Masterarbeit / Bachelorarbeit
    
    A LLM-based approach for mining reproducibility information from scholarly
          publications
        Completion
2024/12
Research Area
Intelligent Information Management
Advisers
            Dr. Sheeba Samuel
            Prof. Dr.-Ing. Martin Gaedke
Description
Reproducibility of results is a cornerstone of scientific
          research, ensuring that findings can be independently verified and built upon. Scholarly
          publications contain critical information necessary for reproducing results, including
          data presented in text, tables, and images. However, manually extracting this
          reproducibility metadata is a challenging and time-consuming task. Leveraging Large
          Language Models (LLMs) to automate the extraction of tabular information offers a powerful
          solution to enhance efficiency and accuracy in this crucial process. 
This thesis aims to develop a LLLM-based approach, designed to automatically mine
          reproducibility metadata from text in scholarly publications. The solution must ensure
          robust and accurate extraction of reproducibility information. The thesis will
          specifically aim to extract information on deep learning methods from publications to
          understand the reproducibility factor of these methods, since Deep learning methods are
          widely used across various domains, from natural language processing to computer vision.

Available data ▸
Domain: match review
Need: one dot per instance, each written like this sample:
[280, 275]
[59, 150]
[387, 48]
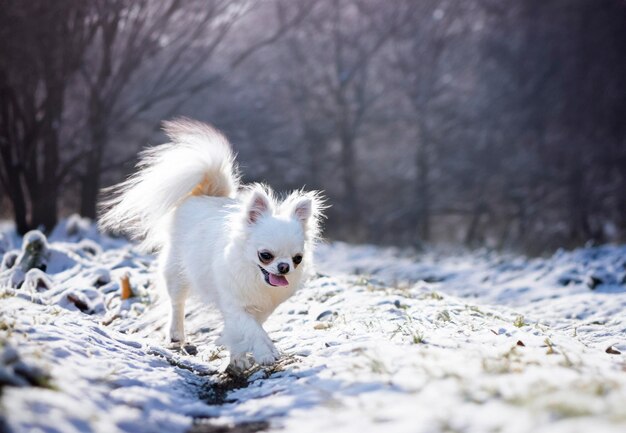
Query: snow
[380, 339]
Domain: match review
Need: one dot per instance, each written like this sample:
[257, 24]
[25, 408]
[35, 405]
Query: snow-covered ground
[380, 340]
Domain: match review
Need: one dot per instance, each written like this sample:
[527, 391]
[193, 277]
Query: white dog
[242, 249]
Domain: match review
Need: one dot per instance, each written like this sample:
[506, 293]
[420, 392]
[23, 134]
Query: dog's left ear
[303, 210]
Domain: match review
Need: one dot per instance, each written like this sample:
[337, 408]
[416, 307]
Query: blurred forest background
[481, 122]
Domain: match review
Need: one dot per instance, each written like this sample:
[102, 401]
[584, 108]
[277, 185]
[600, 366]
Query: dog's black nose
[283, 268]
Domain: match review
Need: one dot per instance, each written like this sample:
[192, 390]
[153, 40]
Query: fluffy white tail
[198, 161]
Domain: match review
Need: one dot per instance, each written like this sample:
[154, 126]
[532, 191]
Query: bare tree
[149, 55]
[334, 60]
[42, 45]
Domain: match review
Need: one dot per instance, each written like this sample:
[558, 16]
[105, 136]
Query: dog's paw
[265, 354]
[176, 344]
[240, 363]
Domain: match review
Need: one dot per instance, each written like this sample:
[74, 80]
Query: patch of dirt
[246, 427]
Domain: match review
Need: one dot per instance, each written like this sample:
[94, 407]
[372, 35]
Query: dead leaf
[612, 351]
[80, 304]
[125, 285]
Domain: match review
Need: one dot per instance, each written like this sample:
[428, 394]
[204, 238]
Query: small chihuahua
[238, 247]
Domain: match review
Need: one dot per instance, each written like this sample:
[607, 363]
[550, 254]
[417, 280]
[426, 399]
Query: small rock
[593, 281]
[612, 351]
[325, 315]
[190, 349]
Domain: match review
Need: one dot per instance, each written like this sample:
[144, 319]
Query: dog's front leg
[243, 334]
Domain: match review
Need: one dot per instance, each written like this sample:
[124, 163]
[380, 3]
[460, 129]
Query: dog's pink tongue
[278, 280]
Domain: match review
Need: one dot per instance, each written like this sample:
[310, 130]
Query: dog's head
[280, 234]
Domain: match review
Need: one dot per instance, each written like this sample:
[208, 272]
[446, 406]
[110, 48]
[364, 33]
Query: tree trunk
[17, 196]
[90, 181]
[422, 186]
[90, 187]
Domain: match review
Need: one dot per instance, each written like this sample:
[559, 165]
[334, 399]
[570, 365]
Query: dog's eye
[265, 256]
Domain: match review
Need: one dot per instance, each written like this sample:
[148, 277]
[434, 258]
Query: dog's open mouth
[273, 279]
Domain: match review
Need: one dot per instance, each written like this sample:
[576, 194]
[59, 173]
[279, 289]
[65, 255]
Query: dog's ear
[258, 205]
[303, 209]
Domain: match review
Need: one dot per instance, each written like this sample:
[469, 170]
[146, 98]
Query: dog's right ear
[258, 205]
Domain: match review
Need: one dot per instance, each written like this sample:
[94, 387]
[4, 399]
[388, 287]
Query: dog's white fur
[185, 201]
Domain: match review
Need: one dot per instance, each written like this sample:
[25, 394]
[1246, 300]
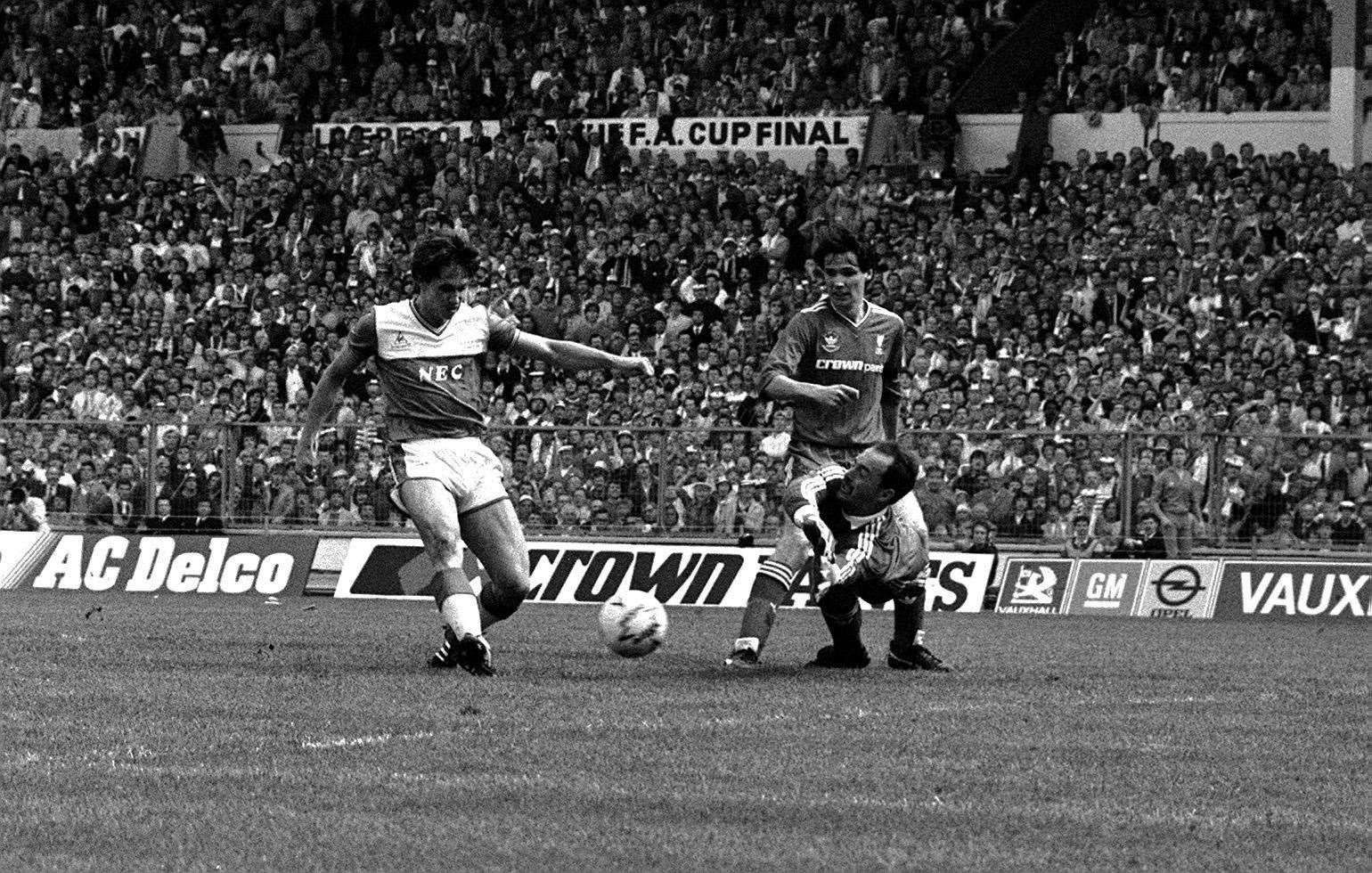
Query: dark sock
[910, 619]
[843, 616]
[772, 588]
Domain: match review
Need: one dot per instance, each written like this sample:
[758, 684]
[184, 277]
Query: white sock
[461, 613]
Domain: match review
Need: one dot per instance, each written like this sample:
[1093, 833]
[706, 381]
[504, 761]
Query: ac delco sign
[177, 565]
[1294, 589]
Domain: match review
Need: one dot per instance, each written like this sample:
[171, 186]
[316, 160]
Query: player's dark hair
[903, 471]
[836, 241]
[434, 253]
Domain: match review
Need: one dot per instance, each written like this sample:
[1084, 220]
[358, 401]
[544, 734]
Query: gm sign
[1105, 588]
[1179, 589]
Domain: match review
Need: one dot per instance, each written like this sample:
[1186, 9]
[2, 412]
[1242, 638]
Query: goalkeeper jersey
[879, 548]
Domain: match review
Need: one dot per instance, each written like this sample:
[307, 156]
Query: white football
[633, 624]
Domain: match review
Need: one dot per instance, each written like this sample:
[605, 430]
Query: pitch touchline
[378, 738]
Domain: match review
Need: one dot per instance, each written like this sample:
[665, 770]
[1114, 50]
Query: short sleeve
[501, 332]
[796, 340]
[363, 337]
[894, 363]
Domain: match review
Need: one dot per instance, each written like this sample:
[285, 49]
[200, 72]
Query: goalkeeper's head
[878, 477]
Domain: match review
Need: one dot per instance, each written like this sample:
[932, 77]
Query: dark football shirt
[822, 347]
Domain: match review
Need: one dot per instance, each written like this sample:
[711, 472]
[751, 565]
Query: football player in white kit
[449, 482]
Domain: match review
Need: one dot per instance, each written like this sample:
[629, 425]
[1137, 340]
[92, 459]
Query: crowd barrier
[592, 573]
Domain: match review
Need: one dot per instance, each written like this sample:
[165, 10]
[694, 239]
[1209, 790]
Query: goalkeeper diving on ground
[871, 543]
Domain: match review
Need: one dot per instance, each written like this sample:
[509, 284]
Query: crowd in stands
[1194, 56]
[298, 61]
[1103, 317]
[1110, 298]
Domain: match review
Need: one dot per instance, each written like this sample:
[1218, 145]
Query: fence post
[150, 484]
[662, 481]
[1127, 486]
[1214, 500]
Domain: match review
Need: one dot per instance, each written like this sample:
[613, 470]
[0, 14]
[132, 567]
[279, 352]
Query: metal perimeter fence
[1028, 489]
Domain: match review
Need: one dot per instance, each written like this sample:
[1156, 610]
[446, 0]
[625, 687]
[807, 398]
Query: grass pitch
[196, 733]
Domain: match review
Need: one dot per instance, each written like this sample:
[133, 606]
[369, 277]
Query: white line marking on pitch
[376, 738]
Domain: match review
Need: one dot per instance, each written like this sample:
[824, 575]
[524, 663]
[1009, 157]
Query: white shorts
[465, 466]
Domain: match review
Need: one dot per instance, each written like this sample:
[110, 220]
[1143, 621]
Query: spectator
[25, 510]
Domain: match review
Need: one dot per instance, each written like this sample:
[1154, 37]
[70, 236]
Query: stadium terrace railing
[689, 484]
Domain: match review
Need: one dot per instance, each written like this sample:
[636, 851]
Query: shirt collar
[863, 520]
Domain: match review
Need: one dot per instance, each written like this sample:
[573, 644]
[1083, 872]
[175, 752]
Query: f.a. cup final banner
[792, 140]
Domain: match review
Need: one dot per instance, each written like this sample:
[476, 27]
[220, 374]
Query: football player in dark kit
[838, 364]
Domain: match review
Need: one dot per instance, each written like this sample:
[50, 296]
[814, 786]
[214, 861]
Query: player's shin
[457, 601]
[843, 616]
[772, 588]
[910, 618]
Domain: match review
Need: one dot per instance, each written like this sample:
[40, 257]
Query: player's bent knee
[792, 550]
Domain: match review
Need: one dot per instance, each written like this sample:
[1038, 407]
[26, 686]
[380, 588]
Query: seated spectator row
[124, 62]
[1146, 292]
[1194, 56]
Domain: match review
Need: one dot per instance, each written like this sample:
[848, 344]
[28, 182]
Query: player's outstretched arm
[576, 355]
[325, 396]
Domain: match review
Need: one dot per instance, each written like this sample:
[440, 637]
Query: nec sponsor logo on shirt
[1034, 586]
[177, 565]
[441, 372]
[1290, 589]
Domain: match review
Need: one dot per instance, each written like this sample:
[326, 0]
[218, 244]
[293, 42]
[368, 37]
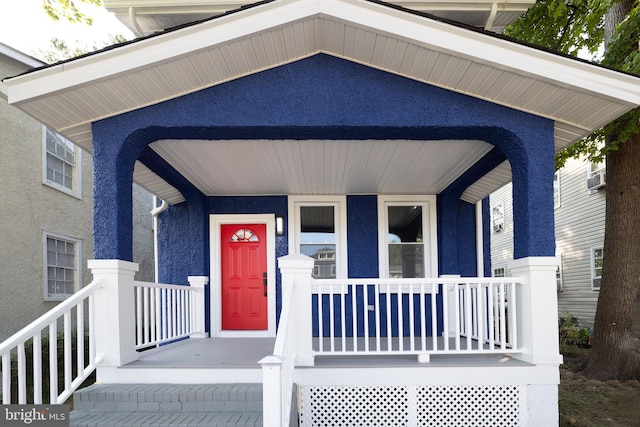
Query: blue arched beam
[323, 97]
[449, 216]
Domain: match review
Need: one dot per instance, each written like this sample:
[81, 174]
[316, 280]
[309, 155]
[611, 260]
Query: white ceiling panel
[320, 167]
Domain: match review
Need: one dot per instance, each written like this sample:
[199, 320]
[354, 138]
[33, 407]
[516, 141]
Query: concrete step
[235, 405]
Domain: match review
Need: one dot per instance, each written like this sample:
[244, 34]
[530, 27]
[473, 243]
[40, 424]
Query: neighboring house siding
[579, 227]
[30, 208]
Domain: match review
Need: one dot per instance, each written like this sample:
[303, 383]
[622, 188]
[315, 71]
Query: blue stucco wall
[330, 98]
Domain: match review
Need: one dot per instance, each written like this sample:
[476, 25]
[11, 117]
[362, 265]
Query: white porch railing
[22, 382]
[166, 313]
[156, 313]
[415, 316]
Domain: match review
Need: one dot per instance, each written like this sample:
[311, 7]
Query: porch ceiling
[320, 167]
[145, 17]
[578, 96]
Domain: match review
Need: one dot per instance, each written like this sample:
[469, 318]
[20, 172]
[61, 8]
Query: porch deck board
[227, 353]
[245, 353]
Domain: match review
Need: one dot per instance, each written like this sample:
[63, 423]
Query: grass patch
[584, 402]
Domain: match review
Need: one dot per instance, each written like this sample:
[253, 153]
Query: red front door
[244, 275]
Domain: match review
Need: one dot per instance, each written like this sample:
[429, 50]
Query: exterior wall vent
[597, 181]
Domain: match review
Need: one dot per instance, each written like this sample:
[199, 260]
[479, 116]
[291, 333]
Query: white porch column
[538, 309]
[114, 312]
[296, 270]
[200, 283]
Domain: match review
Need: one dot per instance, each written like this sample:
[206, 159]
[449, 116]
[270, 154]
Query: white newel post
[114, 312]
[538, 309]
[296, 270]
[200, 283]
[538, 335]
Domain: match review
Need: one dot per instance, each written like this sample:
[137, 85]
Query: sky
[25, 26]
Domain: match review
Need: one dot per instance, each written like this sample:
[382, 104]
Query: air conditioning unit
[597, 181]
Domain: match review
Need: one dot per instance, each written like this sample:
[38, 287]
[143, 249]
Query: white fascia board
[493, 51]
[156, 50]
[3, 91]
[19, 56]
[412, 28]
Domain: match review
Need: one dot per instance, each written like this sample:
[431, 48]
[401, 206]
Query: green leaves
[67, 9]
[570, 26]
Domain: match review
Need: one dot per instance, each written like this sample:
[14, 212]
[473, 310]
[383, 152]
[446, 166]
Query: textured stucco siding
[579, 227]
[28, 208]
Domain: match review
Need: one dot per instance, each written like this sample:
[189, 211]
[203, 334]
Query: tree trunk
[616, 339]
[615, 342]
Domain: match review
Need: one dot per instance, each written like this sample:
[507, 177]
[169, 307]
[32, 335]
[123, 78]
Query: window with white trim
[597, 255]
[499, 272]
[407, 237]
[62, 266]
[497, 218]
[61, 163]
[319, 224]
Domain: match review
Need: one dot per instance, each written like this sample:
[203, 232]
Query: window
[499, 272]
[596, 176]
[597, 255]
[320, 233]
[497, 217]
[61, 163]
[62, 266]
[556, 190]
[407, 242]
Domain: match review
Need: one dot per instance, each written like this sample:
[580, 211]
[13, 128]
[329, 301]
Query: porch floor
[245, 353]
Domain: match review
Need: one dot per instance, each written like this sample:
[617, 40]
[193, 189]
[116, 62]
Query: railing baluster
[412, 344]
[480, 321]
[513, 318]
[67, 354]
[388, 304]
[80, 339]
[423, 318]
[22, 375]
[321, 320]
[503, 326]
[434, 318]
[53, 363]
[468, 315]
[376, 312]
[139, 309]
[37, 368]
[354, 317]
[6, 378]
[332, 330]
[343, 319]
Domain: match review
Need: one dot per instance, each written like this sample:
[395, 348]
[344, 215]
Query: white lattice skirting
[432, 406]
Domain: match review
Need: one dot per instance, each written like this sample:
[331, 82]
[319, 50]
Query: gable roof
[145, 17]
[579, 97]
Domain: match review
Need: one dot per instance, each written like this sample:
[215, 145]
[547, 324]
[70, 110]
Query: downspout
[157, 210]
[479, 240]
[134, 21]
[492, 16]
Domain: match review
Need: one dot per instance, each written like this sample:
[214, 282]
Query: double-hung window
[62, 266]
[597, 256]
[319, 232]
[407, 242]
[61, 163]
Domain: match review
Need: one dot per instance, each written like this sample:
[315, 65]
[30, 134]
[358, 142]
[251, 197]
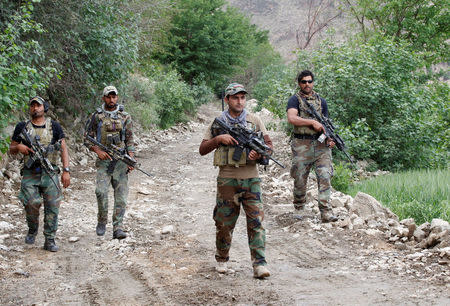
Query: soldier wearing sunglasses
[308, 148]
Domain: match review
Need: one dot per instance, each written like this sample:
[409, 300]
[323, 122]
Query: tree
[207, 41]
[320, 15]
[94, 44]
[423, 24]
[23, 69]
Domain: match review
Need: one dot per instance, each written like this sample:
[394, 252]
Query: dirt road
[168, 258]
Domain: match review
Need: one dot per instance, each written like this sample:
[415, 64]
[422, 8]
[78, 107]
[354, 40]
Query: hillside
[285, 18]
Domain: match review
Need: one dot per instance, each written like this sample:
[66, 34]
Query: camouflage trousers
[34, 187]
[307, 153]
[118, 178]
[230, 194]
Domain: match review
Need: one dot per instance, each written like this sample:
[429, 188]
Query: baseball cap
[233, 89]
[37, 99]
[109, 89]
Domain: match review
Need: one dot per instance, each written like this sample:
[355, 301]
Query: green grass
[419, 194]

Activities ▸
1. Please write out the part of the thesis description between "This thesis aims" and "to computer vision.", inclusive.
2. Extend the thesis description past its final sentence.

Answers by task ▸
1.
This thesis aims to develop a LLLM-based approach, designed to automatically mine
          reproducibility metadata from text in scholarly publications. The solution must ensure
          robust and accurate extraction of reproducibility information. The thesis will
          specifically aim to extract information on deep learning methods from publications to
          understand the reproducibility factor of these methods, since Deep learning methods are
          widely used across various domains, from natural language processing to computer vision.

2.
          The key features of the solution will include Sophisticated Table Recognition, where LLMs
          are utilized to accurately extract data from text, capturing detailed information
          necessary for reproducibility. This will be further used to expand the metadata collected
          from the text. The solution provides a user-friendly interface that allows users to easily
          input academic papers (PDFs or text files), review extracted reproducibility metadata, and
          make necessary adjustments or annotations. The solution should be designed to be easily
          extendable to accommodate other elements like images, tables, etc. and integrate with
          additional LLM models and data extraction techniques.
The objective
          of this thesis is to analyze the current state of the extraction methods from scholarly
          publications, identify existing challenges, and develop a comprehensive LLM-based solution
          to extract reproducibility metadata from publication text. This includes designing and
          implementing the software tool, followed by an experimental evaluation through a pilot
          study to demonstrate its effectiveness and usability. By advancing text extraction for
          reproducibility metadata through this LLM-based system, this thesis aims to significantly
          improve the efficiency and accuracy of data extraction processes, thereby enhancing the
          ability of researchers to verify and build upon published scientific results.